··· Data supplied
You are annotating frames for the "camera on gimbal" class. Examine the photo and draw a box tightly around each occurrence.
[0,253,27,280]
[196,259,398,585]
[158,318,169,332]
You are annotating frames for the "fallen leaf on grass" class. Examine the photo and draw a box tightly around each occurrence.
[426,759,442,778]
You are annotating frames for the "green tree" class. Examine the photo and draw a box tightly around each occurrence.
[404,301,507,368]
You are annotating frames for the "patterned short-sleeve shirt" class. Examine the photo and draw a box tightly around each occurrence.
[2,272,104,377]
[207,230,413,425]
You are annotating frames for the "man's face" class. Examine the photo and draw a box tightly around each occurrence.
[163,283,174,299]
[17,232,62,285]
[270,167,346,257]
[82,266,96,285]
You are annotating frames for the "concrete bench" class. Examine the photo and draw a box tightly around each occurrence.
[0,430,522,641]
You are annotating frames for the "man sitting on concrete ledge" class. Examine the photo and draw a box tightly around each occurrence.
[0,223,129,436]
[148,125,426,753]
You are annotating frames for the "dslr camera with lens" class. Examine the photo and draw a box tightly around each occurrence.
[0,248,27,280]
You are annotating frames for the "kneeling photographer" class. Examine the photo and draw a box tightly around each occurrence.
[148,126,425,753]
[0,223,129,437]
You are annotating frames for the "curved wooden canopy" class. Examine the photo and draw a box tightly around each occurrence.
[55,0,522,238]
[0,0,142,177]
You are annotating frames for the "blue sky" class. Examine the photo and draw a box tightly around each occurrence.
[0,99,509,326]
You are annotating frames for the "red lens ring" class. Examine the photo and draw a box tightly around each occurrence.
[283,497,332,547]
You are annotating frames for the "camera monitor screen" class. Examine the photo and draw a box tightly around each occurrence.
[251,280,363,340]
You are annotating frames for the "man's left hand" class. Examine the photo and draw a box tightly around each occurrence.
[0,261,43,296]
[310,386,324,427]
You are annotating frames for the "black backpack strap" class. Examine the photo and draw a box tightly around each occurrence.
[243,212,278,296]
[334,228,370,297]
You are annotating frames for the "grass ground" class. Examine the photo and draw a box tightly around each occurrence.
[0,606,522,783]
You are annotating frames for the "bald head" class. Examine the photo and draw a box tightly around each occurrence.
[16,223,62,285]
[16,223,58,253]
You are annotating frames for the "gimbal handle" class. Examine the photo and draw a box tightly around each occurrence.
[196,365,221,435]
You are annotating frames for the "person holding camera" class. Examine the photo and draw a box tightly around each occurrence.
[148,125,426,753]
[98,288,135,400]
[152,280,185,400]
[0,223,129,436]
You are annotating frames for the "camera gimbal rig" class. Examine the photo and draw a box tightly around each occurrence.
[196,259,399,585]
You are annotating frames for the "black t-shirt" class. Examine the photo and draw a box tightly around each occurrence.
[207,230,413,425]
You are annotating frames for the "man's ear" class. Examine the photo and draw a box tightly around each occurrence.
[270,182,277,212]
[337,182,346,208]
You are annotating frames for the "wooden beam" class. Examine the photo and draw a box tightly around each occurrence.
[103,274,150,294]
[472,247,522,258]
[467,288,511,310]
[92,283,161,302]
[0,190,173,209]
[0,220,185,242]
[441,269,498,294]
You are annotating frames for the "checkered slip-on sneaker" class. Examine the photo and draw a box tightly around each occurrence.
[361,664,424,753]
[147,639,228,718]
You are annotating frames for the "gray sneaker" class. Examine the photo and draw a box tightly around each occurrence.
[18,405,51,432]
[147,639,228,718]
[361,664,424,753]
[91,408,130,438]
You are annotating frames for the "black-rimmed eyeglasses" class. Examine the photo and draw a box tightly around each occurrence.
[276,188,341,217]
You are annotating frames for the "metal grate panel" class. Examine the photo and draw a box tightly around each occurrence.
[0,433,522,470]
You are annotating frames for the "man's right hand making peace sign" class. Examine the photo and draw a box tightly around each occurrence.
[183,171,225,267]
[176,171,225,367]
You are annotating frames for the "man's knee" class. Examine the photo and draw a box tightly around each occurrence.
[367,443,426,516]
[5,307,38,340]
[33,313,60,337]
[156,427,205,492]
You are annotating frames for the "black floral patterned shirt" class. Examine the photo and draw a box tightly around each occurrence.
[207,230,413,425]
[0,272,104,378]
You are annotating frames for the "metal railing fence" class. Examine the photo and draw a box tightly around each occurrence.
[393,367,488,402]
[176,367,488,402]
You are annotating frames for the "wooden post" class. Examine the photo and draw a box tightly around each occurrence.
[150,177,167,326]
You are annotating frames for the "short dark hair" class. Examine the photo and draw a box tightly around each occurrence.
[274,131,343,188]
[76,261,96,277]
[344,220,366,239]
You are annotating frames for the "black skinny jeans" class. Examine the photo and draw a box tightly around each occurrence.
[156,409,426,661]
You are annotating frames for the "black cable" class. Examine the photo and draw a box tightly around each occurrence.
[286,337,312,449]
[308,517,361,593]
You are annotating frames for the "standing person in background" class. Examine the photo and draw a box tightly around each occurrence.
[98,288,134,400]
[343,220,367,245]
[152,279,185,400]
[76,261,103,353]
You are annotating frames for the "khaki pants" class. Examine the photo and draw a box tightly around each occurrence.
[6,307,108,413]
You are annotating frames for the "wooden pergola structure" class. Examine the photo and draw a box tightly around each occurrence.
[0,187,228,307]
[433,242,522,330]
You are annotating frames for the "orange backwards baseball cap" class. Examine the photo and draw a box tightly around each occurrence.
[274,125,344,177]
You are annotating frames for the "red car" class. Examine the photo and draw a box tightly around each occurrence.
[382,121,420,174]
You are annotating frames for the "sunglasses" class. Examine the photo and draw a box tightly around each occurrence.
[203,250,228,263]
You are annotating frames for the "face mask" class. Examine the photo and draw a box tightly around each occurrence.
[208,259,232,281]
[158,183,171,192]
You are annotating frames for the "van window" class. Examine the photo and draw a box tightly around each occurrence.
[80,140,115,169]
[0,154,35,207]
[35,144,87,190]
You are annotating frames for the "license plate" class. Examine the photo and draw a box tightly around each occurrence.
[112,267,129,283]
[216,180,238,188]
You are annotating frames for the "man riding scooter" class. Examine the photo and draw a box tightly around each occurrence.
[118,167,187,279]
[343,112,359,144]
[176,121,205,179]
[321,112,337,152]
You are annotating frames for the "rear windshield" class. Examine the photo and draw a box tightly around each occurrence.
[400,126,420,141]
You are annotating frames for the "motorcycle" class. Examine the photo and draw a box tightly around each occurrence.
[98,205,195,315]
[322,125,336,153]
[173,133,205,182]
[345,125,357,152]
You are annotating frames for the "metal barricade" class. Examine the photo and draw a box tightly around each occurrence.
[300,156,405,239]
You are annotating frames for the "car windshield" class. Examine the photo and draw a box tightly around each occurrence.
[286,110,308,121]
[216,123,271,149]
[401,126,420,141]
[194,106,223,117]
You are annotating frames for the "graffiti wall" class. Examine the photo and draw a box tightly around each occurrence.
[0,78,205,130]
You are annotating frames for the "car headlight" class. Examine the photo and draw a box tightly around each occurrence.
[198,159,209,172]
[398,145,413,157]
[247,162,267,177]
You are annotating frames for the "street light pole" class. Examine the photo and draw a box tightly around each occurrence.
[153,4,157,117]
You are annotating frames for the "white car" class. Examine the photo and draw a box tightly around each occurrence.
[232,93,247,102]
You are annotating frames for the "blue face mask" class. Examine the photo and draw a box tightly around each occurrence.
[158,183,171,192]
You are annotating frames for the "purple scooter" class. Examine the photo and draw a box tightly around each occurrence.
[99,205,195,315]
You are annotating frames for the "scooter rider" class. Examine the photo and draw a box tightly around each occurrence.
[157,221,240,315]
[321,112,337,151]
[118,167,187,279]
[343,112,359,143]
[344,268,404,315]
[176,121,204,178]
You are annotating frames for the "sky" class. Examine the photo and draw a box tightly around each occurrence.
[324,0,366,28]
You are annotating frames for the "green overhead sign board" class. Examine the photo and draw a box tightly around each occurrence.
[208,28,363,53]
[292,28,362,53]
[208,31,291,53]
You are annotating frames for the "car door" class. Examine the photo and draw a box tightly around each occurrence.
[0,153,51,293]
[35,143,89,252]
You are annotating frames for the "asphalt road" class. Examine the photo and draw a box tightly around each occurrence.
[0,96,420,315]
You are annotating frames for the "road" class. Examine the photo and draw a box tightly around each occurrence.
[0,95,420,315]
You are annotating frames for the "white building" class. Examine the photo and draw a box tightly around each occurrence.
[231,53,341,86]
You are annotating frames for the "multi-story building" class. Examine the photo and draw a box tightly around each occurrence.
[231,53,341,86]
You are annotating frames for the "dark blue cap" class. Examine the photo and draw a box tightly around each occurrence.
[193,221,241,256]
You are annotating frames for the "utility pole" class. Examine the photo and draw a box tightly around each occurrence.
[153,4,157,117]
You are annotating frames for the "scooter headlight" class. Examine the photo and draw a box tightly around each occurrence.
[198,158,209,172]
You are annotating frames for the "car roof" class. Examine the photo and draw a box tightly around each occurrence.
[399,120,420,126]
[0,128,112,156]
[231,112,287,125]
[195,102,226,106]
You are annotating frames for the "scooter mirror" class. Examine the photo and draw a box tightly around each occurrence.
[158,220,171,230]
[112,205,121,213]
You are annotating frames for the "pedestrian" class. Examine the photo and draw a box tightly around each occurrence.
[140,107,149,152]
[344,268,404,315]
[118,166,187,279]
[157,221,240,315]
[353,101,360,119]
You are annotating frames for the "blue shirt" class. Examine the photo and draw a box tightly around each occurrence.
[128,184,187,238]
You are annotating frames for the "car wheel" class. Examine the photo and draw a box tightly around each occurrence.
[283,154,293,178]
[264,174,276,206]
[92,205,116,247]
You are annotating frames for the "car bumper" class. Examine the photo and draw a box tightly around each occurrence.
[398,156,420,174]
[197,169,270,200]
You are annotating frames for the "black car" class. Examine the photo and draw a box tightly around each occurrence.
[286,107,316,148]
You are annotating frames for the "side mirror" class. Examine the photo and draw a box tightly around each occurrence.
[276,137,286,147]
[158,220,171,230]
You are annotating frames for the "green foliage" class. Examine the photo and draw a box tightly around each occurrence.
······
What to do:
How many lines in the records above contain the word "camera"? Reply with the number alone.

Exercise response:
5